> _Requirement_
Pick out and copy each line below that contains the word "white". Case is significant.

--- Begin Material provided ---

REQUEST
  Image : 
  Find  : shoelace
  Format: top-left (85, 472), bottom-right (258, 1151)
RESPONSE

--- End Material provided ---
--- Begin Material provided ---

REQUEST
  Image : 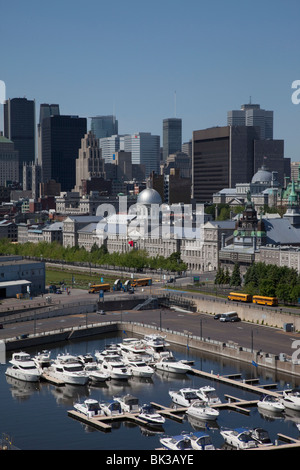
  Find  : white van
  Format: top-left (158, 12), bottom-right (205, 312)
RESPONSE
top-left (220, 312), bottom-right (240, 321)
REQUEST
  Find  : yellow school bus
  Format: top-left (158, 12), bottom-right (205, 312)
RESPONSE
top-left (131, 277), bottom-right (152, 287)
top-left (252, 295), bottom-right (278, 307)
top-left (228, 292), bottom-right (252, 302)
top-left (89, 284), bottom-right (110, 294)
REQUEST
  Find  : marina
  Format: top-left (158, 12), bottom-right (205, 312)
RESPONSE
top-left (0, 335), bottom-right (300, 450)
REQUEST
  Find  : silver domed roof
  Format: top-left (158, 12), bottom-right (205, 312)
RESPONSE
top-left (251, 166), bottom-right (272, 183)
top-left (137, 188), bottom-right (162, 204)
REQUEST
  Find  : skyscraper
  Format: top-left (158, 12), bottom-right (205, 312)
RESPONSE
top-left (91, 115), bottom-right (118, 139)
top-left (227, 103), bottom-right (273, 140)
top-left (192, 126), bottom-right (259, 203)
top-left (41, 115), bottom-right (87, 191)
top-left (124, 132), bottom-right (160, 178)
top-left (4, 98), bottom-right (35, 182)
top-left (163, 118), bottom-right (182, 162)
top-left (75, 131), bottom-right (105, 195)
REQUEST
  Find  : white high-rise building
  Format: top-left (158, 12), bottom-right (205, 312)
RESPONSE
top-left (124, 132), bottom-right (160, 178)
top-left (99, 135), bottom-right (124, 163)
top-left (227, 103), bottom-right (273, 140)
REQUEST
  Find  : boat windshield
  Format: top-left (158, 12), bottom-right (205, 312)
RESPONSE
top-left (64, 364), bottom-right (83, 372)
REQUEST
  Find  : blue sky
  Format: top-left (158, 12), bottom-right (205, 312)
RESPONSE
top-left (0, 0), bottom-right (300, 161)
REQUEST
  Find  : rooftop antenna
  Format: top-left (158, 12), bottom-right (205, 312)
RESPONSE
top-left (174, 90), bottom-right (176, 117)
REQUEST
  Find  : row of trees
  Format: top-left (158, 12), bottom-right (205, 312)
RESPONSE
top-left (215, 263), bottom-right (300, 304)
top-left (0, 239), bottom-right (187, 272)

--- End Material provided ---
--- Begin Material provided ---

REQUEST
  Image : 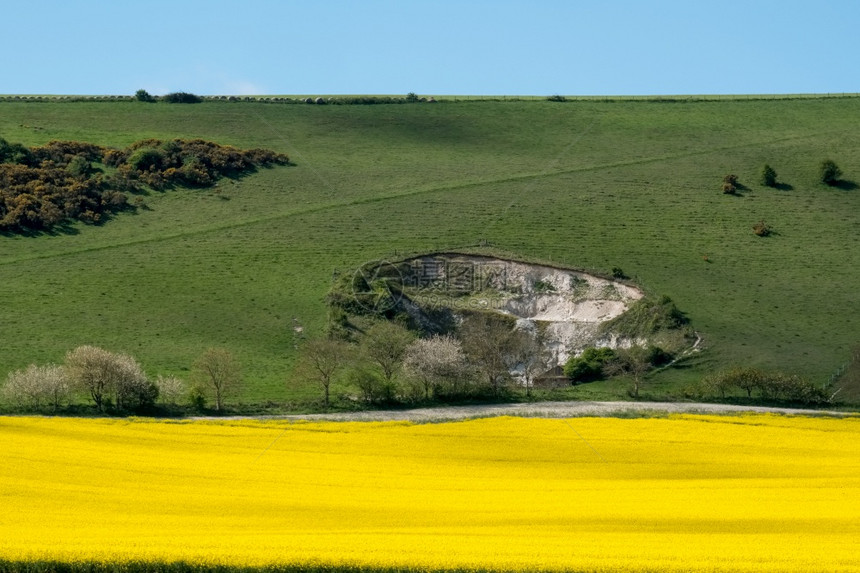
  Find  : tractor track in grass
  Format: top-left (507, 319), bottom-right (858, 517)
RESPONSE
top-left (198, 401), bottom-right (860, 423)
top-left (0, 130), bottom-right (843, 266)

--- End Material provided ---

> _Solution to the exercise_
  Find  : white van
  Find  : white high-rise building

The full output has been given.